→ **Halaman**
☆ ☆ ☆

Sulawesi Tengah – Rentetan bencana alam terus mengguncang berbagai daerah di Indonesia, termasuk di Sulawesi Tengah. Setelah banjir bandang menerjang Kabupaten Morowali, kini giliran Dusun Towi, Desa Tamunesi, Kecamatan Petasia, Kabupaten Morowali Utara, yang dilanda musibah serupa. Peristiwa tragis ini menelan satu korban jiwa di kamp perusahaan tambang nikel CV Surya Amindo Perkasa (SAP).
Banjir tersebut diduga dipicu jebolnya penampungan air milik perusahaan tambang CV Putri Perdana yang berada di lokasi lebih tinggi. Air bah meluluhlantakkan kamp perusahaan SAP, merusak berbagai peralatan, dan meninggalkan jejak kehancuran yang mendalam.
Koordinator Inspektur Tambang Kementerian Energi dan Sumber Daya Mineral (KESDM) perwakilan Sulawesi Tengah, Muhammad Saleh, menyatakan pihaknya tengah mendalami penyebab banjir bandang ini. “Kami sedang investigasi kejadiannya, baru mulai kemarin sore (5/1). Mungkin selama seminggu kami masih mencari tahu persis penyebabnya. Setelah investigasi baru kami sampaikan detail,” ujarnya.
Namun, desakan untuk bertindak lebih tegas datang dari berbagai pihak. Jabar Lahadji dari Yayasan Sahabat Morowali menyoroti dampak negatif perluasan tambang yang menyebabkan deforestasi dan degradasi lingkungan. Ia menuding perubahan status lahan dari hutan lindung menjadi hutan produksi terbatas (HPT) sebagai akar masalah utama.
“Pembukaan lahan tak terkendali di daerah dengan kemiringan lereng lebih dari 40 derajat menyebabkan perubahan bentang alam, alur sungai, hingga penumpukan air hujan. Akibatnya, risiko banjir dan longsor semakin tinggi,” tegas Jabar.
Wahana Lingkungan Hidup Indonesia (Walhi) Sulawesi Tengah juga angkat suara. Mereka mendesak pemerintah pusat dan daerah untuk mengevaluasi serta menghentikan sementara aktivitas pertambangan nikel di Morowali dan Morowali Utara. Menurut Direktur Eksekutif Walhi Sulawesi Tengah, Sunardi Katili, kerusakan lingkungan akibat tambang telah merusak ekosistem hutan yang berfungsi sebagai penyangga ekologis.
“Jika tidak segera dihentikan, bencana serupa bahkan yang lebih besar sangat mungkin terjadi,” ujar Sunardi dalam keterangan resminya.

☆ ☆ ☆

→ **Yang Harus Dikerjakan**
Salin kata demi kata bagian berita tentang banjir bandang di Morowali Utara, mulai dari "Banjir tersebut diduga" dan berakhir pada "kehancuran yang mendalam.".

→ **Baris Data**
☆ ☆ ☆

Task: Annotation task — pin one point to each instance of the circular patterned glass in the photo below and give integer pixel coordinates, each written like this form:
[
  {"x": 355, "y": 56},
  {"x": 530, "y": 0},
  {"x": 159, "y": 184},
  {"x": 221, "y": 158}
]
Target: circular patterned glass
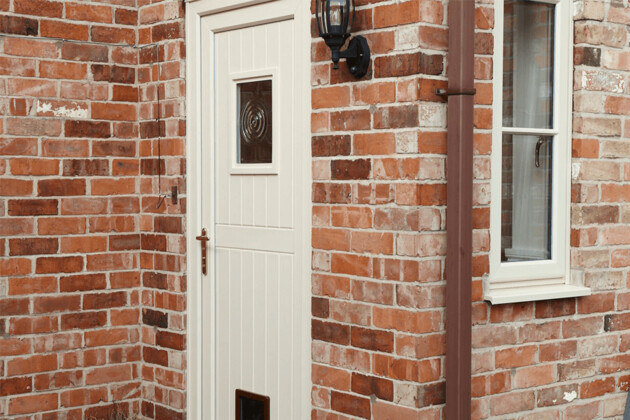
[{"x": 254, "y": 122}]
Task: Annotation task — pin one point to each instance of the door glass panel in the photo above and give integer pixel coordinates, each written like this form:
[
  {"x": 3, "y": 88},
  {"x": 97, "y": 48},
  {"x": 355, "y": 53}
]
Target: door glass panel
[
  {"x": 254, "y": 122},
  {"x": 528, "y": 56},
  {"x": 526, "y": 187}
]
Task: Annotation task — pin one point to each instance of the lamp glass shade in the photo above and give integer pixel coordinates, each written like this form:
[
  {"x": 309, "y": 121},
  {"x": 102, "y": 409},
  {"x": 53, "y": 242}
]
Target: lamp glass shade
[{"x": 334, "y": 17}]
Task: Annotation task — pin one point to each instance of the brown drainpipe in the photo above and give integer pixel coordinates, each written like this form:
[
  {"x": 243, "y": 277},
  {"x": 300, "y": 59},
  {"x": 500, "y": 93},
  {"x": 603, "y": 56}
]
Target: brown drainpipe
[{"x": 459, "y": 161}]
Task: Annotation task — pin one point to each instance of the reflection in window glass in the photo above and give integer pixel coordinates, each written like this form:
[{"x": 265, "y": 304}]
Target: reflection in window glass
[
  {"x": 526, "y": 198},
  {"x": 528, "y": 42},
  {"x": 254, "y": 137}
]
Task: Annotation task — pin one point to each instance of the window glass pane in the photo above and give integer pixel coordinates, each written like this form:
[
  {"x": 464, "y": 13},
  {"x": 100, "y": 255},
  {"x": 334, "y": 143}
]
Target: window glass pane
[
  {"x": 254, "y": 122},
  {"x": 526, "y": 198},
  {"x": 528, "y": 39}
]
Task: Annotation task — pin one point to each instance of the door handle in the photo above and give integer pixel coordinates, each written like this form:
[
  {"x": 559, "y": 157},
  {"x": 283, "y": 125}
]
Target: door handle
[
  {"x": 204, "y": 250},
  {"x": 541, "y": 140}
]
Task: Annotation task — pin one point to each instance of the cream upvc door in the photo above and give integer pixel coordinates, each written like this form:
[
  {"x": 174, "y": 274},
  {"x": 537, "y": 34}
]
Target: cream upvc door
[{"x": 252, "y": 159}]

☆ ☆ ☆

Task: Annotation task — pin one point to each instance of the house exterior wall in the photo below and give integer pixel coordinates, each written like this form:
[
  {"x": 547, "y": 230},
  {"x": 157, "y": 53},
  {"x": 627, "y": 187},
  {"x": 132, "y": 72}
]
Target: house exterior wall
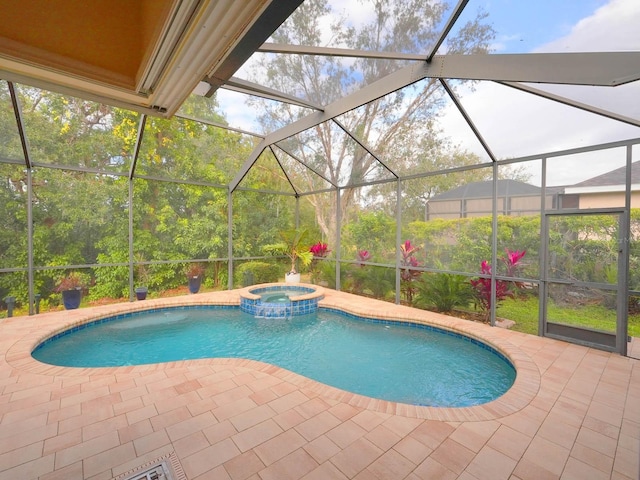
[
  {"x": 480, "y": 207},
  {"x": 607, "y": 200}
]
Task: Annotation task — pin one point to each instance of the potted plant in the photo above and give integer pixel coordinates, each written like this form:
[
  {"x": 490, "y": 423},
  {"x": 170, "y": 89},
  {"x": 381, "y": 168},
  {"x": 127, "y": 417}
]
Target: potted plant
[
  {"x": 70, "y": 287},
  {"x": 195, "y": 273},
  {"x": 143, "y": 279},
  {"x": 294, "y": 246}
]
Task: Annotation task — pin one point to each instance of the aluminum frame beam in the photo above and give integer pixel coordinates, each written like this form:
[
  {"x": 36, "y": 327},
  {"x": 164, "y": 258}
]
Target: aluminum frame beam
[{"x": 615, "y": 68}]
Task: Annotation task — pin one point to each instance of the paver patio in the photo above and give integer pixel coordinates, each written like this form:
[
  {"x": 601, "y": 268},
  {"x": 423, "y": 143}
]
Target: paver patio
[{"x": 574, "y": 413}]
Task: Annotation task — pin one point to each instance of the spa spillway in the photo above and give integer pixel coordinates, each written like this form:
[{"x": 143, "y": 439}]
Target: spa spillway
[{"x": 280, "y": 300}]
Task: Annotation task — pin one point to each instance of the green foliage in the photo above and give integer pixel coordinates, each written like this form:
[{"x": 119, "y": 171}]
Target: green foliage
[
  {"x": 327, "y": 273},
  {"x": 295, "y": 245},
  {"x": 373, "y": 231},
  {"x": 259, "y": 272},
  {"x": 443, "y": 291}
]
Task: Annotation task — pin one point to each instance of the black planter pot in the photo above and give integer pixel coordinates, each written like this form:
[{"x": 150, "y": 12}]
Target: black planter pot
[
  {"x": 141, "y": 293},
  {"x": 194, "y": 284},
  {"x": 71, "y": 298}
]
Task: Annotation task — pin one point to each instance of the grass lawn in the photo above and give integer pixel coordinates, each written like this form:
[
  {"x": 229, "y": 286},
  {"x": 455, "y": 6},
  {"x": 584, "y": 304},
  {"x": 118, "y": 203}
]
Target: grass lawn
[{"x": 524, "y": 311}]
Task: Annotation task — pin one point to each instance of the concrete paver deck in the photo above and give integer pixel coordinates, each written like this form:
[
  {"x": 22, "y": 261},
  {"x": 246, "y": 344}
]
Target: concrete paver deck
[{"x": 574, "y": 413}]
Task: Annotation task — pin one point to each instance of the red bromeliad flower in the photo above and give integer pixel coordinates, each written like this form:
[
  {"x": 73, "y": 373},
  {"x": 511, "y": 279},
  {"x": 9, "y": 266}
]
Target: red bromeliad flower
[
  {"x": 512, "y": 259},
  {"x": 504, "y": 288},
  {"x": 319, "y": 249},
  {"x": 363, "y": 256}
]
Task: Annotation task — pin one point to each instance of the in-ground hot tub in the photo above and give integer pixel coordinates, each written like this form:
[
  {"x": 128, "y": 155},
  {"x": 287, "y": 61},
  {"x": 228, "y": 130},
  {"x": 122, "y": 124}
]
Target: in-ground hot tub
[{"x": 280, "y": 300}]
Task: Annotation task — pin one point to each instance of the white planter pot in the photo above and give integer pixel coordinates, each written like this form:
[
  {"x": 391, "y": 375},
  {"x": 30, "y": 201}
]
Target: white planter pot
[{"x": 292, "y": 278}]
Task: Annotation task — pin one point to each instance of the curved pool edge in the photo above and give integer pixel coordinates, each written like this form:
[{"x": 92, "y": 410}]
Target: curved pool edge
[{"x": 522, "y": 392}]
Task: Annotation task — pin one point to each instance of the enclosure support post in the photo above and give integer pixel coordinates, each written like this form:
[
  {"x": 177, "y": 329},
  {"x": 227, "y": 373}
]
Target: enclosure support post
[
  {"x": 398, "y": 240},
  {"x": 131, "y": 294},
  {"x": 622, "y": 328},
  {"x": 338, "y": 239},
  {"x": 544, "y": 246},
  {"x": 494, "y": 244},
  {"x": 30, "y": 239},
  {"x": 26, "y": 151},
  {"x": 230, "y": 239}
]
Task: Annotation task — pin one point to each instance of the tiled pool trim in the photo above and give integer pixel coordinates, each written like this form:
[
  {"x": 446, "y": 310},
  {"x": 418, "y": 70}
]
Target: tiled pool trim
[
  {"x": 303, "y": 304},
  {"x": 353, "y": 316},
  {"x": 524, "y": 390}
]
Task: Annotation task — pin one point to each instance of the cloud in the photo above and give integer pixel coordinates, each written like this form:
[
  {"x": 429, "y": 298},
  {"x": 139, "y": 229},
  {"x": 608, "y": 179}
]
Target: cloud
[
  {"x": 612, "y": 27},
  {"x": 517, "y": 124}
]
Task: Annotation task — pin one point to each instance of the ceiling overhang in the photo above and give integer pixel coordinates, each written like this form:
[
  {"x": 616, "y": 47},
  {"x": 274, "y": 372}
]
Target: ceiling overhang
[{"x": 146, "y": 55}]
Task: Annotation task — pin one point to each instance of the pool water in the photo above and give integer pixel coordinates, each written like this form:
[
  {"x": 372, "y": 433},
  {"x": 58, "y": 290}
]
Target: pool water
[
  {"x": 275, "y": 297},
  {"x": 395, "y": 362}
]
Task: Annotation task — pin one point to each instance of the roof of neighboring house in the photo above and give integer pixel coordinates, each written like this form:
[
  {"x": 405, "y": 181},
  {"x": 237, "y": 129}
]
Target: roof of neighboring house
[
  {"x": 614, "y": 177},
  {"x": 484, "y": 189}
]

☆ ☆ ☆

→ **Jawaban yang Diharapkan**
Banjir tersebut diduga dipicu jebolnya penampungan air milik perusahaan tambang CV Putri Perdana yang berada di lokasi lebih tinggi. Air bah meluluhlantakkan kamp perusahaan SAP, merusak berbagai peralatan, dan meninggalkan jejak kehancuran yang mendalam.